> _EXCERPTED TEXT_
====

Following the Chancellor’s Budget announcement this afternoon, Jane Parry, PM+M’s managing partner has provided her thoughts on what this could mean for businesses and individuals.
The Chancellor was hugely positive in his Budget Speech but actually this Budget threw up no real surprises which was mainly due to the numerous ‘leaks’ that some may cynically argue was an attempt to steer the media narrative in advance of today. There was lots of great news around boosting spending across the public sector. However, the Chancellor is very clearly pushing the burden for paying for that onto business, with the National Living Wage Increase and scheduled corporation tax rate increases adding a significant burden to business. He seems to be banking on this plus the benefits of economic growth increasing the overall tax take to fund us out of Covid.
From April next year, firms employing people on the National Living Wage will be facing more than an 8% increase in the cost of employing people when you combine the rise in the National Living Wage and the introduction of the Health and Social Care Levy. The limited tax reductions announced today, such as the reforms to business rates and the cancellation of the planned increase in the multiplier, won’t do much to allay their impact on the industries that have been hit the hardest including those employing the lowest paid workers. These are the very sectors that have already been pushed to breaking point over the past 18 months and are still facing chronic people shortages and rising energy costs. Despite these pledges, they will have the unenviable, and potentially critical decision, of whether they absorb or pass on these costs to their customers simply in order to survive.
Whilst the extension of the enhanced annual investment allowance for capital expenditure is welcomed, it will affect relatively few businesses. The planned 2023 increase in Corporation Tax from 19% to 25% will add significantly to the tax burden faced by companies of all sizes.

====

> _PROVIDED MATERIAL_

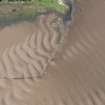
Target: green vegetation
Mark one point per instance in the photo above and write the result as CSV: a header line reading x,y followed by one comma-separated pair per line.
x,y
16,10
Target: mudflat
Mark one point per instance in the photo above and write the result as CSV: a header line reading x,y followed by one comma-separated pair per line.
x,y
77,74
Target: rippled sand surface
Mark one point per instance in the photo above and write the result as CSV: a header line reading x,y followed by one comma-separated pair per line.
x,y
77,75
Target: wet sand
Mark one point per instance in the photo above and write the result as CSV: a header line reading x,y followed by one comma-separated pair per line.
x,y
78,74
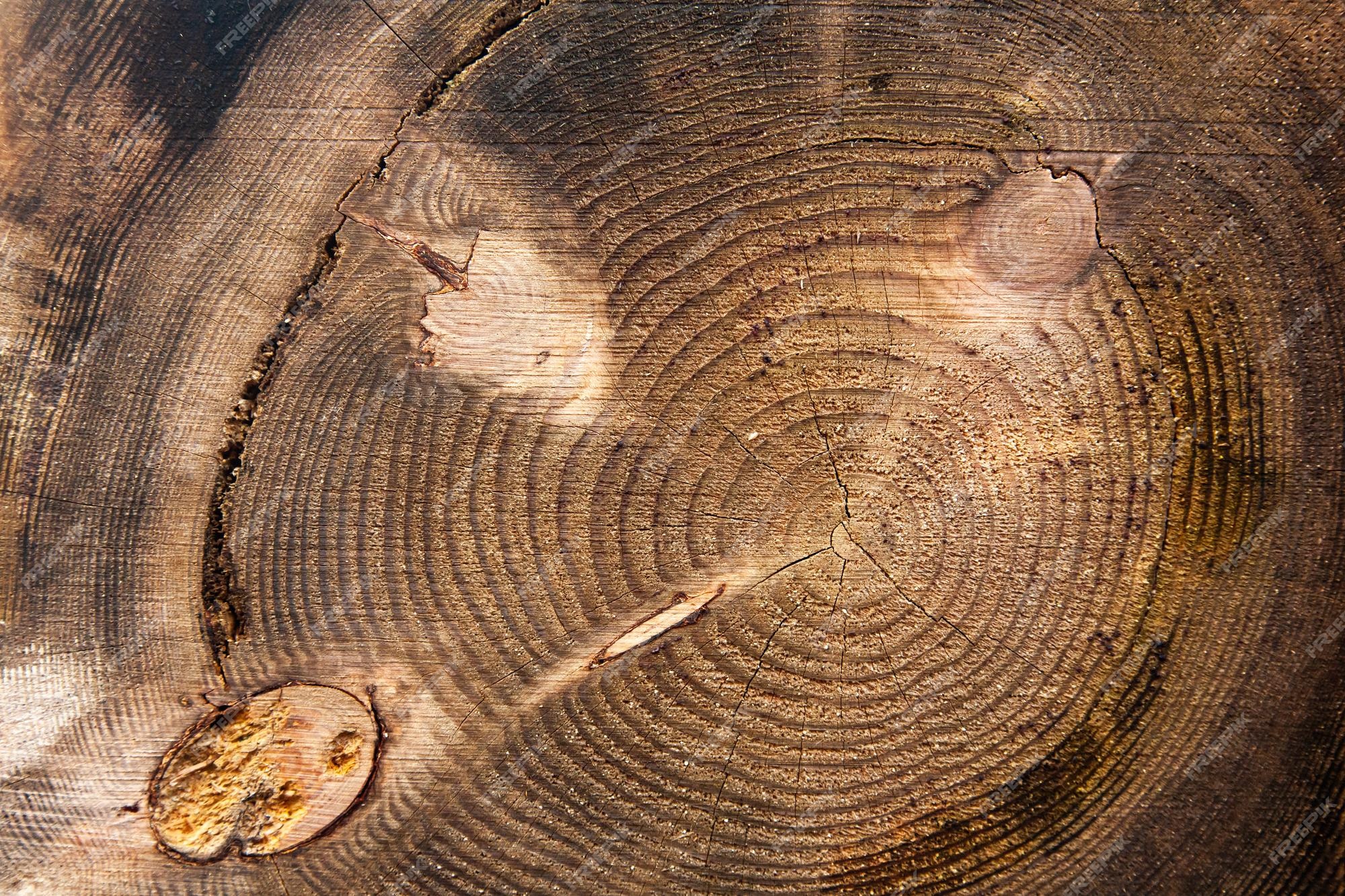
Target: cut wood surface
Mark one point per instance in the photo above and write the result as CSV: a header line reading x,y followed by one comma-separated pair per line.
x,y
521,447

====

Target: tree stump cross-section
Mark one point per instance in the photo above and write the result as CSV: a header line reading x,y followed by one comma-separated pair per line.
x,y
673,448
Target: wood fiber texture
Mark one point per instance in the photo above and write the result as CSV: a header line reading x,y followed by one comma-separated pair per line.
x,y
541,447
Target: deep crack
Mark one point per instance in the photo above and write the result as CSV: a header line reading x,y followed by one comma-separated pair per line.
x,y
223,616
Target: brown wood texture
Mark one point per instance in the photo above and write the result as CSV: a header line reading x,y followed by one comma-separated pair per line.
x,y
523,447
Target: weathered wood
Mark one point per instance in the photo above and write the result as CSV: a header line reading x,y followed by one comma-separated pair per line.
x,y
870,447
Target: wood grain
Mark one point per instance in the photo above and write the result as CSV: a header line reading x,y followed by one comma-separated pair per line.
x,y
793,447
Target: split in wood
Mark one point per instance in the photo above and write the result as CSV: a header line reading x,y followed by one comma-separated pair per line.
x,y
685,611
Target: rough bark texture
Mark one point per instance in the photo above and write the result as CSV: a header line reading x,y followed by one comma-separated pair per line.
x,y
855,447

====

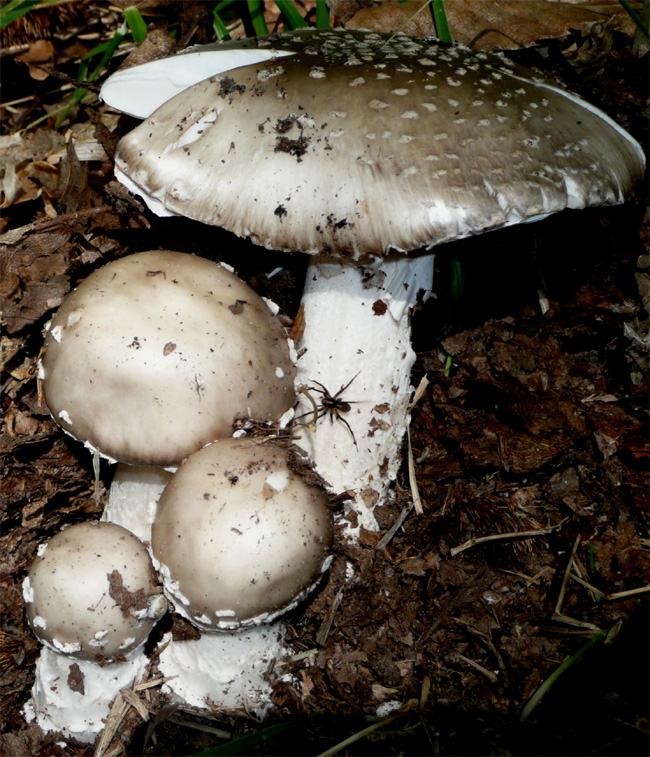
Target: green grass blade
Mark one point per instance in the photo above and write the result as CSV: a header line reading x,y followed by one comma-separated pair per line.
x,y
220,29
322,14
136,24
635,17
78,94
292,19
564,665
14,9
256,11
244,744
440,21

====

> _WHAT TO PRODUCE_
Continue the commentary on the Chancellor's Budget from where it stops.

> _RESULT OF THIS EXERCISE_
The next phases of Making Tax Digital and basis period reform for unincorporated business will add to the tax compliance burden faced by business owners, heaping even more financial pressure on the UK’s already strained SME sector. Whilst a move to real time tax reporting can’t be argued against, the Government needs to be careful to minimise the impact on businesses.
When you combine all these factors, there’s no question the next few years will be tough, and the government needs to acknowledge that and do more.
The announcements around innovation investment and modernising the UK’s R&D tax reliefs sound good in principle, but more detail is needed so a true assessment of their long-term value and impact can be made.
The Levelling Up agenda is another area that needs further work and thought as it appears the government’s view is that levelling up the North West stops at the boundaries of Greater Manchester. The news that Greater Manchester will be given £1 billion to transform its public transport system is fantastic, but what about the rest of the region? Transport infrastructure in Lancashire, Cheshire, Cumbria and Merseyside still falls well behind their Mancunian neighbours. The ability to move easily, reliably, and cheaply between the region’s other hubs like Blackburn, Preston, Burnley, Bolton, Blackpool, Liverpool, Chester and Carlisle is still woeful. Only when this glaring discrepancy is addressed will levelling up here in the North West truly be a thing that can be taken seriously.